Amerika Serikat Akan Batalkan Status Perlakuan Istimewa bagi Tiongkok, Mempercepat Penarikan Perusahaan Asing

EtIndonesia. Di tengah penurunan ekonomi Tiongkok yang berlanjut, peningkatan konfrontasi antara AS dan Tiongkok, serta kembalinya Trump ke Gedung Putih yang akan meningkatkan tarif signifikan terhadap Tiongkok, perusahaan-perusahaan top internasional berbondong-bondong meninggalkan Tiongkok dan memilih basis produksi lain. 

Komisi Tinjauan Ekonomi dan Keamanan AS-Tiongkok baru-baru ini mengusulkan pembatalan Hubungan Dagang Normal Permanen dengan Tiongkok di antara rekomendasi kebijakannya. Analis berpendapat bahwa langkah ini akan mempercepat laju penarikan perusahaan asing dari Tiongkok.

Komisi Tinjauan Ekonomi dan Keamanan AS-Tiongkok pada 19 November 2024 menyampaikan kepada Kongres laporan tahunan 2024, pertama kali mengusulkan termasuk pembatalan Hubungan Dagang Normal Permanen (PNTR) dengan Tiongkok. Implementasi kebijakan ini mungkin benar-benar mengubah lanskap persaingan ekonomi dan teknologi antara AS dan Tiongkok.

Status Hubungan Dagang Normal Permanen, yang dulu dikenal sebagai status “negara paling disukai atau Most Favoured Nation (MFN)”,  yaitu barang impor dari Tiongkok menikmati perlakuan paling disukai yang diberikan oleh AS dalam hal tarif dan pembatasan lainnya.

▶ Petunjuk Latihan
• a. Tuliskan kembali bagian artikel tentang status dagang Tiongkok, mulai dari "Amerika Serikat Akan" dan berlanjut hingga "asing dari Tiongkok.". Gantilah sebutan "Gedung Putih" menjadi "Washington".
• b. Lanjutkan artikel tentang status dagang Tiongkok setelah kalimat terakhir yang ditampilkan.

▶ Data Hasil Ekstraksi
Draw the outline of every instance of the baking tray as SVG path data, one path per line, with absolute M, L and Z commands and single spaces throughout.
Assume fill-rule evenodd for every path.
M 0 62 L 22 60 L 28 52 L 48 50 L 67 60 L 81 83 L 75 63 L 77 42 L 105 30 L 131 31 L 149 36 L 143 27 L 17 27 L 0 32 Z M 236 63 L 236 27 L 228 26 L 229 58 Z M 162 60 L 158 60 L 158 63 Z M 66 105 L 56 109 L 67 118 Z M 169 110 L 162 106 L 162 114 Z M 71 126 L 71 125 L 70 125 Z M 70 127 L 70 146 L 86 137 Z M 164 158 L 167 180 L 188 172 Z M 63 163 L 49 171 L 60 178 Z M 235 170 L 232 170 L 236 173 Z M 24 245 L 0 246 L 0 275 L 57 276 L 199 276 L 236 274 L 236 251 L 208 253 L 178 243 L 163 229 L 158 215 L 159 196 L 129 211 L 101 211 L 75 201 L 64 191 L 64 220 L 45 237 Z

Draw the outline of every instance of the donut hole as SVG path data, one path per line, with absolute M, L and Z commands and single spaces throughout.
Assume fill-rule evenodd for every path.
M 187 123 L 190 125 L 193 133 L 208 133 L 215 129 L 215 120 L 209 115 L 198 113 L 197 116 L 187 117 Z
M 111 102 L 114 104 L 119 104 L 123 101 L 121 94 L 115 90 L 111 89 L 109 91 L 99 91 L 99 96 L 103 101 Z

▶ Jawaban Tiap Tugas
• a.
Amerika Serikat Akan Batalkan Status Perlakuan Istimewa bagi Tiongkok, Mempercepat Penarikan Perusahaan Asing

EtIndonesia. Di tengah penurunan ekonomi Tiongkok yang berlanjut, peningkatan konfrontasi antara AS dan Tiongkok, serta kembalinya Trump ke Washington yang akan meningkatkan tarif signifikan terhadap Tiongkok, perusahaan-perusahaan top internasional berbondong-bondong meninggalkan Tiongkok dan memilih basis produksi lain. 

Komisi Tinjauan Ekonomi dan Keamanan AS-Tiongkok baru-baru ini mengusulkan pembatalan Hubungan Dagang Normal Permanen dengan Tiongkok di antara rekomendasi kebijakannya. Analis berpendapat bahwa langkah ini akan mempercepat laju penarikan perusahaan asing dari Tiongkok.

• b.
Sejak bergabung dengan Organisasi Perdagangan Dunia (WTO) pada tahun 2001, Tiongkok telah menikmati status PNTR. Namun, USCC berpendapat bahwa Tiongkok tidak memenuhi janjinya untuk membuka pasar dan bersaing secara adil, dan telah merusak sistem perdagangan internasional melalui pembatasan akses pasar, pencurian hak kekayaan intelektual, pemberian subsidi negara, dan koersi ekonomi

Dengan terpilihnya Trump sebagai Presiden AS berikutnya, beberapa perusahaan asing dan institusi keuangan mempertimbangkan untuk meninggalkan Tiongkok. Wall Street Journal mengutip CEO Breville, Jim Clayton, mengatakan bahwa kemenangan Trump dalam pemilihan presiden AS menyiratkan bahwa barang konsumsi dari Tiongkok akan menghadapi risiko tarif yang lebih tinggi dari AS. Oleh karena itu, mereka mengantisipasi pemindahan lebih banyak produksi dari Tiongkok dan peningkatan stok di AS.

Seiring dengan kebijakan “America First” Trump yang akan kembali ke Gedung Putih, Xi Jinping selama pertemuan APEC tahun ini dengan Biden menyatakan kesiapannya untuk menjaga komunikasi dengan pemerintahan baru AS, memperluas kerjasama, dan mengelola perbedaan; Xi juga menyatakan dalam diskusi tertutup APEC bahwa mereka harus bersatu dalam menghadapi tantangan geopolitik, unilateralisme, dan proteksionisme yang meningkat.

Ekonom yang berbasis di AS, David Huang, mengatakan kepada the Epoch Times bahwa jika AS mencabut status perlakuan khusus terhadap perdagangan dengan Tiongkok dan secara signifikan meningkatkan tarif, hal itu akan “meningkatkan biaya produksi perusahaan asing di Tiongkok secara drastis, mengurangi keuntungan secara signifikan, bahkan menyebabkan kerugian.” Untuk menghindari tarif tinggi dan menjaga stabilitas rantai pasokan, beberapa perusahaan mungkin memindahkan kapasitas dan rantai pasokan mereka ke AS, India, Asia Tenggara, dan tempat lain.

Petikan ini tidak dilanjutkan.